── Document passage

In the wake of Ontario’s Conservative government invoking the Charter of Rights and Freedoms’ “notwithstanding clause” to pre-empt the inevitable legal challenge to the province’s new back-to-work legislation, everyone is once again reminded that the Charter contains within itself the means by which politicians can circumvent the rights of citizens set out in the Charter – or in some cases, the special legal privileges created by judicial fiat under the guise of the Charter. Much wringing of hands and pounding of keyboards has ensued, most of it warning of the dire damage to our democracy this use of Charter Section 33 to prevent 55,000 unionized educational support workers from walking off the job and closing schools will bring. Some commentators have even labelled the notwithstanding clause the “nuclear option.”
This is how I learned to stop worrying and love the bomb.
The pundits and activists who talk as though Charter rights are sacrosanct when opposing Ontario’s (or other governments’) use of the notwithstanding clause also tend to be the most nonchalant about Charter rights in the first place. “There are no absolute rights,” you’ll often hear them say. “Every right needs to be balanced and weighed against every other right, and against the public interest.” This sort of thinking has a long trail and has served to rationalize the trampling of fundamental rights.
The “nuclear option”: Critics decry Ontario premier Doug Ford’s invocation of the notwithstanding clause as an attack on the Charter rights of Canadians and even upon Canadian democracy. (Sources of photos: (top) The Canadian Press/Christopher Katsarov; (bottom) The Canadian Press/Spencer Colby)
An emblematic example was the case of Trinity Western University (TWU), a B.C. college that held its students to a code of traditional Christian morality – including sexual abstinence before marriage, which was traditionally defined. After law societies in B.C. and Ontario barred TWU’s graduates from practising law based on TWU’s “discrimination,” the Supreme Court of Canada in 2018 decisively overturned lower-court rulings that had gone in favour of TWU and instead upheld the law societies’ violation of the fundamental right to freely practise religion. Rather than rushing to the barricades on behalf of a small institution and its graduates whose rights were violated, most of the Charter commentariat and legal activists were just fine with it.

────
── Recorded data

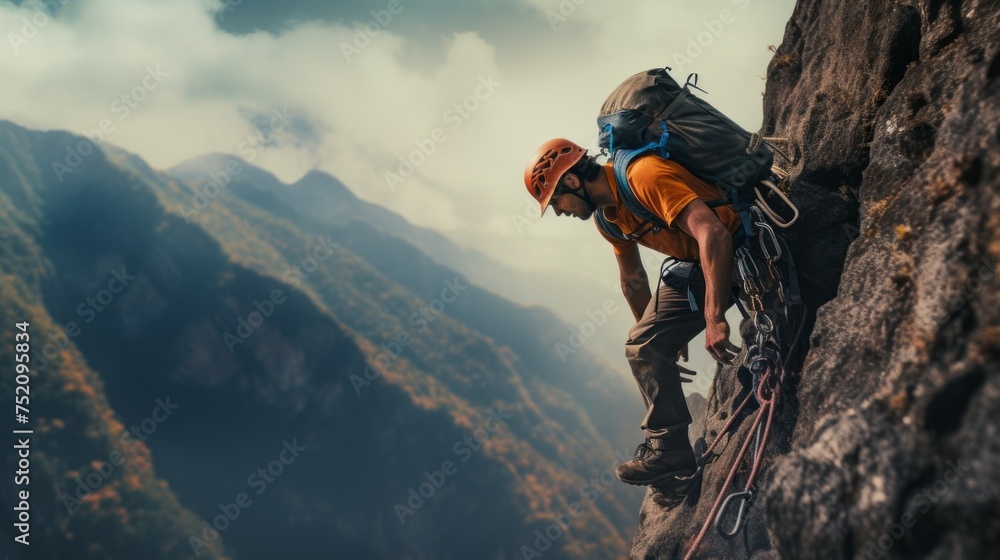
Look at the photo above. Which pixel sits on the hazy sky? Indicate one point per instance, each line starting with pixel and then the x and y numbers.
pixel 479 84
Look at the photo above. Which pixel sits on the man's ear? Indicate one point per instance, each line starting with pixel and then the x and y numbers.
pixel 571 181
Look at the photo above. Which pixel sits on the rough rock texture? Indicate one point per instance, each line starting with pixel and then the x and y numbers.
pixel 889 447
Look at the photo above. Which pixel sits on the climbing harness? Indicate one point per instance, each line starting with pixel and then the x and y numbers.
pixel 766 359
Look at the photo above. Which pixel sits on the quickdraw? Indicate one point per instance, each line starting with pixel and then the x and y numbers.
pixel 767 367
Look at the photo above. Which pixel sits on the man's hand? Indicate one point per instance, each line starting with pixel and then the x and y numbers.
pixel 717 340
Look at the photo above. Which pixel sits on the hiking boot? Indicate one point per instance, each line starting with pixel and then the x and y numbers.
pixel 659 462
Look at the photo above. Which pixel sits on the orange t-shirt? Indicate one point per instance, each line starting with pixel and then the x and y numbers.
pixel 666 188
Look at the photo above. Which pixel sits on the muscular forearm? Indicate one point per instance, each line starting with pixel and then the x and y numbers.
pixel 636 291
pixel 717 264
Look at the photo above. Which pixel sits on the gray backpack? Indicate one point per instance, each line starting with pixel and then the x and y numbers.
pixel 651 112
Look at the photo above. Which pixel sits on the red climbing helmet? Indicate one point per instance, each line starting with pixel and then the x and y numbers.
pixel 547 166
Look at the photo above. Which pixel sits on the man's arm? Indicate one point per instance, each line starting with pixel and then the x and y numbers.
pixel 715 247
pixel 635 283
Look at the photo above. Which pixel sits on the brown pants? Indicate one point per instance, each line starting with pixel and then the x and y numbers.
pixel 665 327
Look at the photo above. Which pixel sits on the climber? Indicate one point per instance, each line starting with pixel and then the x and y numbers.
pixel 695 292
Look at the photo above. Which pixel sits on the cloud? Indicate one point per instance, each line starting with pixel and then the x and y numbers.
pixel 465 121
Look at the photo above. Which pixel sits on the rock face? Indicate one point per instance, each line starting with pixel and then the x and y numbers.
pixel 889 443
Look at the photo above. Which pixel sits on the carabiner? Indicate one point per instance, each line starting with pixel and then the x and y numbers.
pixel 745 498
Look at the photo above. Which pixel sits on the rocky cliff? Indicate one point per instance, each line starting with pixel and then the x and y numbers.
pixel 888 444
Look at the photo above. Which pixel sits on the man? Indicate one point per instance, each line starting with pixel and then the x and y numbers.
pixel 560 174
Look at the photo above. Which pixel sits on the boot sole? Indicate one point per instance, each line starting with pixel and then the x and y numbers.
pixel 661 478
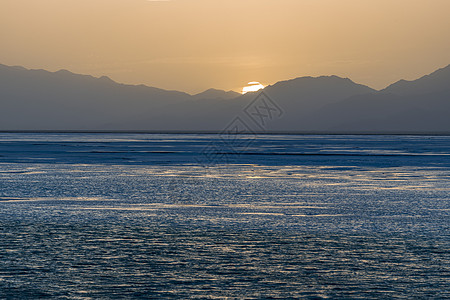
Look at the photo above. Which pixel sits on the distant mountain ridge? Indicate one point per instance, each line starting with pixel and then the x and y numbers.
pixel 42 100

────

**Exercise tasks**.
1 > In the piece on Ontario's use of the notwithstanding clause, which of these statements agree with the text: (a) the back-to-work legislation affected 55,000 unionized educational support workers, (b) the Supreme Court of Canada ruled for TWU in 2018, (c) Trinity Western University is an Ontario institution? Answer yes or no for each and quote the deciding words.
2 > Can you reproduce the part of the notwithstanding clause piece starting at "This is how" and ending at "of fundamental rights."?

**Expected responses**.
1 >
(a) Yes: "to prevent 55,000 unionized educational support workers from walking off the job and closing schools"
(b) No: "the Supreme Court of Canada in 2018 decisively overturned lower-court rulings that had gone in favour of TWU"
(c) No: "a B.C. college"

2 >
This is how I learned to stop worrying and love the bomb.
The pundits and activists who talk as though Charter rights are sacrosanct when opposing Ontario’s (or other governments’) use of the notwithstanding clause also tend to be the most nonchalant about Charter rights in the first place. “There are no absolute rights,” you’ll often hear them say. “Every right needs to be balanced and weighed against every other right, and against the public interest.” This sort of thinking has a long trail and has served to rationalize the trampling of fundamental rights.